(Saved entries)
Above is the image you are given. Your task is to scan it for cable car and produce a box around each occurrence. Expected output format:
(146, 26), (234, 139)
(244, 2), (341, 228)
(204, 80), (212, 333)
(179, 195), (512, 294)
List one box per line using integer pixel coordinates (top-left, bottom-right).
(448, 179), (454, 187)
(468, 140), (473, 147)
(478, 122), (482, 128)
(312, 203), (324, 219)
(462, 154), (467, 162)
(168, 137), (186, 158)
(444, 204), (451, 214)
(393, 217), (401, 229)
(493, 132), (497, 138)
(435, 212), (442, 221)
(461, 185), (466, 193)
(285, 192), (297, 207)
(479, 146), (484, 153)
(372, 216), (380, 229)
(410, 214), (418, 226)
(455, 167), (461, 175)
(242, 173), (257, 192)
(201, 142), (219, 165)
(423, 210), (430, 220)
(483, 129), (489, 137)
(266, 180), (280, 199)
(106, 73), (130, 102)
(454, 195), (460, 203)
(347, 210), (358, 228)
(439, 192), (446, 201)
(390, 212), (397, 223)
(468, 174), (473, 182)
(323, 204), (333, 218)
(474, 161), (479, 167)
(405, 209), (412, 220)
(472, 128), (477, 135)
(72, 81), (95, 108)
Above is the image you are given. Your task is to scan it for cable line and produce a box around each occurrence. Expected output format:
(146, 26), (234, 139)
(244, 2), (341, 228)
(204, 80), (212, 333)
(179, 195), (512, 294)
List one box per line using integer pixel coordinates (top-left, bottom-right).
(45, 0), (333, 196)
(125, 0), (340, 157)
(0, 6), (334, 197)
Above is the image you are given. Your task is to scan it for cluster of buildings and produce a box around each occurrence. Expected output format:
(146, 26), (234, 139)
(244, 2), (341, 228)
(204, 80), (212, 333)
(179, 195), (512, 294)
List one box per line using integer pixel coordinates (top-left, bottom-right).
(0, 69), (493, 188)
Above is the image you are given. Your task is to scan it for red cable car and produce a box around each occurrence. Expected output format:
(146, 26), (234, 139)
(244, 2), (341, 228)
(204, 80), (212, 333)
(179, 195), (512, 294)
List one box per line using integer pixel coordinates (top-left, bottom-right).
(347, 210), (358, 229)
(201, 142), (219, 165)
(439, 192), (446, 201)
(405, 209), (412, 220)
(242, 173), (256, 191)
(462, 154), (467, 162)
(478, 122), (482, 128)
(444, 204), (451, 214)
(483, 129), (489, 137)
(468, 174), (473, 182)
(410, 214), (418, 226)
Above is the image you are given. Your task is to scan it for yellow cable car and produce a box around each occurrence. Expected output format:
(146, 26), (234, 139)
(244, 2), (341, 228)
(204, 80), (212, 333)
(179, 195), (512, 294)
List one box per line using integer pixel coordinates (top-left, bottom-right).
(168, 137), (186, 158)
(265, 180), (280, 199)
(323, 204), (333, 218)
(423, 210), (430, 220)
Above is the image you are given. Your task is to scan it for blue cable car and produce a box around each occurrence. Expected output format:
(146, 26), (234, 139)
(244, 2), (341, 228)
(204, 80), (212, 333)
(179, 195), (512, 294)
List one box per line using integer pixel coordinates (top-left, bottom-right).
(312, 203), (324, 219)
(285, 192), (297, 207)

Your task:
Retype every record exactly, omitting nothing.

Solution for this exercise:
Above is the image you are given. Your task is to scan it for cable car and produce a box around each occurrence. Expected output format:
(146, 26), (234, 139)
(244, 2), (341, 228)
(204, 80), (212, 333)
(179, 195), (512, 294)
List one box per line using integer pixel coordinates (top-left, bottom-right).
(448, 179), (454, 187)
(468, 140), (473, 147)
(478, 122), (482, 128)
(312, 203), (324, 219)
(462, 154), (467, 162)
(168, 137), (186, 158)
(444, 204), (451, 214)
(393, 217), (401, 229)
(493, 132), (497, 138)
(435, 212), (442, 221)
(461, 185), (466, 193)
(285, 192), (297, 207)
(479, 146), (484, 153)
(372, 216), (380, 229)
(410, 214), (418, 226)
(455, 167), (461, 175)
(242, 173), (257, 192)
(201, 142), (219, 165)
(423, 210), (430, 220)
(483, 129), (489, 137)
(266, 180), (280, 199)
(106, 73), (130, 102)
(454, 195), (460, 203)
(347, 210), (358, 228)
(439, 192), (446, 201)
(390, 212), (397, 223)
(468, 174), (473, 182)
(323, 204), (333, 218)
(474, 161), (479, 167)
(405, 209), (412, 220)
(472, 128), (477, 135)
(72, 81), (95, 108)
Above is the image you are given. Your task is to scan it for cable line and produce a box around each occurrence. Expected output format:
(146, 26), (234, 139)
(244, 2), (341, 228)
(204, 80), (212, 333)
(179, 195), (512, 294)
List one box per line using integer pixel coordinates (top-left, bottom-right).
(45, 0), (333, 196)
(125, 0), (340, 157)
(0, 6), (334, 197)
Above is the image you are given. Your task is to scan it for cluster of buildings and produce a box around each occurrence. Expected output format:
(146, 26), (234, 139)
(244, 2), (341, 228)
(204, 80), (212, 333)
(179, 195), (512, 294)
List one box per line using integer pixel coordinates (top-left, bottom-right).
(0, 69), (493, 188)
Above is the image you are given. Your task is to scan it for red cable car and produce a box around each occurrence. Expected output format:
(146, 26), (234, 139)
(244, 2), (341, 228)
(204, 80), (212, 333)
(179, 195), (512, 294)
List one box per line using integer pixel coordinates (top-left, bottom-right).
(347, 210), (358, 229)
(201, 142), (219, 165)
(439, 192), (446, 201)
(405, 209), (412, 220)
(242, 173), (256, 191)
(462, 154), (467, 162)
(478, 122), (482, 128)
(444, 204), (451, 214)
(483, 129), (489, 137)
(468, 174), (473, 182)
(410, 214), (418, 226)
Above is the image you are given. Your task is to scan it for yellow cable car and produce a box around each occurrence. Expected output format:
(146, 26), (234, 139)
(244, 2), (341, 228)
(204, 80), (212, 333)
(179, 195), (512, 294)
List one box per line using integer pixel coordinates (top-left, bottom-right).
(168, 137), (186, 158)
(265, 180), (280, 199)
(323, 204), (333, 218)
(423, 210), (430, 220)
Above is the image you are given. Your task is to scan it for blue cable car and produce a box around each occurrence. Expected output format:
(146, 26), (234, 139)
(244, 2), (341, 228)
(204, 80), (212, 333)
(179, 195), (512, 294)
List one box per line using integer pixel coordinates (top-left, bottom-right).
(312, 203), (324, 219)
(285, 192), (297, 207)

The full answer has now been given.